- _PAGE TEXT_:
::::::::
So something I don't actually describe in detail very often...
It was March 2010. I still thought of my government as the good guys. I still thought my country was the shining city on the hill. I still thought the other countries on the earth just wanted to be like us. Yeah, I was stupid back then.
Anyway, March 2010. Don't remember the exact day because I lost some time there. I had been deployed to southern Iraq for 11 months already. I was on a detail that was wrapping up their mission at one FOB (Forward Operating Base) and setting up at a different COS (Contingency Operating Site). Honestly, I think both names mean the same thing, just one sounds more like a conquering army and the other sounds like a support team.
Close operations at one and build operations at the other from scratch. When not working, there was chow time, sleeping, and gym. I was in so much better shape back then. My buddy and I were on night shift. After work, we went to the gym. He had been introducing me to free weights, and on opposite days I had been introducing him to biking. I regularly was riding 30-50 miles back then.
Our workout for the morning (our night) was complete. He ran ahead to grab some breakfast sandwiches and I hung back to grab some extra bottles of water so we wouldn't need to go out in the sun during our sleep schedule. It was about 4am or so. Sun wouldn't be up for at least 2 1/2 hours yet.
::::::::
Natural language region descriptions
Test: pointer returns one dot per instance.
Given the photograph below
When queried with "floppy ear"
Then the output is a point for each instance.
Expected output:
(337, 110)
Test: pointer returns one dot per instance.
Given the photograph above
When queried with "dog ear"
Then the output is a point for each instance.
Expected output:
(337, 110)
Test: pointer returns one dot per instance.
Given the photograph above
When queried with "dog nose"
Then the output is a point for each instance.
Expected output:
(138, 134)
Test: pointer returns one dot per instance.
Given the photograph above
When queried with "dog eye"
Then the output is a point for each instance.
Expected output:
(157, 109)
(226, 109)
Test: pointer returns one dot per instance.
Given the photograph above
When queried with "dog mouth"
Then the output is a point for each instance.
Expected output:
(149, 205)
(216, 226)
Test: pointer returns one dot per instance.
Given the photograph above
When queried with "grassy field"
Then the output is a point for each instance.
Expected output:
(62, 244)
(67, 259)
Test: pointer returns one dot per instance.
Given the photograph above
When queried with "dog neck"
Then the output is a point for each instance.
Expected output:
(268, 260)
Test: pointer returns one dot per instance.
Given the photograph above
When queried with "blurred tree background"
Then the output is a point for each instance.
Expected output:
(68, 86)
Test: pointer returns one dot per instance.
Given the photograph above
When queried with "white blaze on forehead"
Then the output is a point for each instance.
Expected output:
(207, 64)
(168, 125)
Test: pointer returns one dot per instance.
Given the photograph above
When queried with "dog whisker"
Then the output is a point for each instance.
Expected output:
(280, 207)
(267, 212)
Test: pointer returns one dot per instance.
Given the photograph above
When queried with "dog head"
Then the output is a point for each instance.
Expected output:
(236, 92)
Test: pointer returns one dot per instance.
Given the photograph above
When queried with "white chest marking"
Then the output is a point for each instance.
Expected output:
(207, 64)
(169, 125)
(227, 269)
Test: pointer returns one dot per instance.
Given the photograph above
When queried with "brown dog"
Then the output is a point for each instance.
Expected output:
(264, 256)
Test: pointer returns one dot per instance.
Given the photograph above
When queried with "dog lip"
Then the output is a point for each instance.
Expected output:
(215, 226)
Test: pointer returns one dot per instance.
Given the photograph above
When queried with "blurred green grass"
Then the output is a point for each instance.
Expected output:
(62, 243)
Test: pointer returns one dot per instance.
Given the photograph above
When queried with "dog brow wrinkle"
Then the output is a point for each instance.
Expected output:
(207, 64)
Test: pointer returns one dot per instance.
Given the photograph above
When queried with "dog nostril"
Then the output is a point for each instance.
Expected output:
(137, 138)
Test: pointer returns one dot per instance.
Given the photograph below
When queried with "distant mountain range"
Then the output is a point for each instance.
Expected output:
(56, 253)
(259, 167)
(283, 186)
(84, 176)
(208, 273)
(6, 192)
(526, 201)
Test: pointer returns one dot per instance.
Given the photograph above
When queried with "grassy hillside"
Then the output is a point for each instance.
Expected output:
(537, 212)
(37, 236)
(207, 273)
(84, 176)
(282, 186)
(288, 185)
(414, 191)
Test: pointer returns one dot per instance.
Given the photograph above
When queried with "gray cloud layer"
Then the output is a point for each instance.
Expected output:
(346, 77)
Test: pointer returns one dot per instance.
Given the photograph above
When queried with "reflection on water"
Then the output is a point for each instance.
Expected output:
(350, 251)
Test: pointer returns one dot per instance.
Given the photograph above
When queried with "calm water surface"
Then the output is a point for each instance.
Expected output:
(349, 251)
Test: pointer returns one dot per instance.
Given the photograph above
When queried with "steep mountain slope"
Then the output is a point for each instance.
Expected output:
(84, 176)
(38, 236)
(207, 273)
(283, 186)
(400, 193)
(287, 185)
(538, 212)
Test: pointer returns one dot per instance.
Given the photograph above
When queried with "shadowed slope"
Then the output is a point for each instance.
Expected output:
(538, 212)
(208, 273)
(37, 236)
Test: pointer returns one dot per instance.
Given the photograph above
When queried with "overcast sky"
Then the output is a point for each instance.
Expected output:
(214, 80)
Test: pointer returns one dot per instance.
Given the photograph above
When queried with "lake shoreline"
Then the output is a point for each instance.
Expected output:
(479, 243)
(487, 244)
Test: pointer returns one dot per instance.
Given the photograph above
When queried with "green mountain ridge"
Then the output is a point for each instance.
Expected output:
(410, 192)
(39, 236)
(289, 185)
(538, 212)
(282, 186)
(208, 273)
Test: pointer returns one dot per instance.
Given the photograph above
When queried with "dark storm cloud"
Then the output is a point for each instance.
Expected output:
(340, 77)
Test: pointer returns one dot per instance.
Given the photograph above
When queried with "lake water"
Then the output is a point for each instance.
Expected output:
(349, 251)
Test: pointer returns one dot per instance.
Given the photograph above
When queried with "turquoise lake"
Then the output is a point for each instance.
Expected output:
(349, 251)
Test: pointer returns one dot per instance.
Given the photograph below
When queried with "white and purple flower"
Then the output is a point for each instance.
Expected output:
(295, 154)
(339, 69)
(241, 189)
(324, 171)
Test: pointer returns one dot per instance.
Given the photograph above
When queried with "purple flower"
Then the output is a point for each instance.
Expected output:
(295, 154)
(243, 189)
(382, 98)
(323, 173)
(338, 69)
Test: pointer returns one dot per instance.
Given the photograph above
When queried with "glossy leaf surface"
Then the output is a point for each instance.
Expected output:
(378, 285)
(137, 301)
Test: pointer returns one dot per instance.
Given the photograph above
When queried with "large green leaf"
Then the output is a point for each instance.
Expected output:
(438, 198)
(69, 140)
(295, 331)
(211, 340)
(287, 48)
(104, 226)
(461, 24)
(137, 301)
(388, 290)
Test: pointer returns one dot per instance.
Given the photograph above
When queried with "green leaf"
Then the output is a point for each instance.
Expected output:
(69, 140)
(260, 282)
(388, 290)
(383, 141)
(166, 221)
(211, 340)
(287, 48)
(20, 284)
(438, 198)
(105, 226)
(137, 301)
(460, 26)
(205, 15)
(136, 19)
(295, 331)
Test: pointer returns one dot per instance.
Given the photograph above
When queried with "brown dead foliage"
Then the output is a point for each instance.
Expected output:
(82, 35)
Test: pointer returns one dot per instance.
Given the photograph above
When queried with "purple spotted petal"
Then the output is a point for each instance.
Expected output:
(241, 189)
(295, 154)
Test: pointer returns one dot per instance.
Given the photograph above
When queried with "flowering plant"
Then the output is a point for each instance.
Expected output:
::::::::
Reproduce the entire account of the March 2010 deployment in southern Iraq above, word for word.

- _EXERCISE OUTPUT_:
So something I don't actually describe in detail very often...
It was March 2010. I still thought of my government as the good guys. I still thought my country was the shining city on the hill. I still thought the other countries on the earth just wanted to be like us. Yeah, I was stupid back then.
Anyway, March 2010. Don't remember the exact day because I lost some time there. I had been deployed to southern Iraq for 11 months already. I was on a detail that was wrapping up their mission at one FOB (Forward Operating Base) and setting up at a different COS (Contingency Operating Site). Honestly, I think both names mean the same thing, just one sounds more like a conquering army and the other sounds like a support team.
Close operations at one and build operations at the other from scratch. When not working, there was chow time, sleeping, and gym. I was in so much better shape back then. My buddy and I were on night shift. After work, we went to the gym. He had been introducing me to free weights, and on opposite days I had been introducing him to biking. I regularly was riding 30-50 miles back then.
Our workout for the morning (our night) was complete. He ran ahead to grab some breakfast sandwiches and I hung back to grab some extra bottles of water so we wouldn't need to go out in the sun during our sleep schedule. It was about 4am or so. Sun wouldn't be up for at least 2 1/2 hours yet.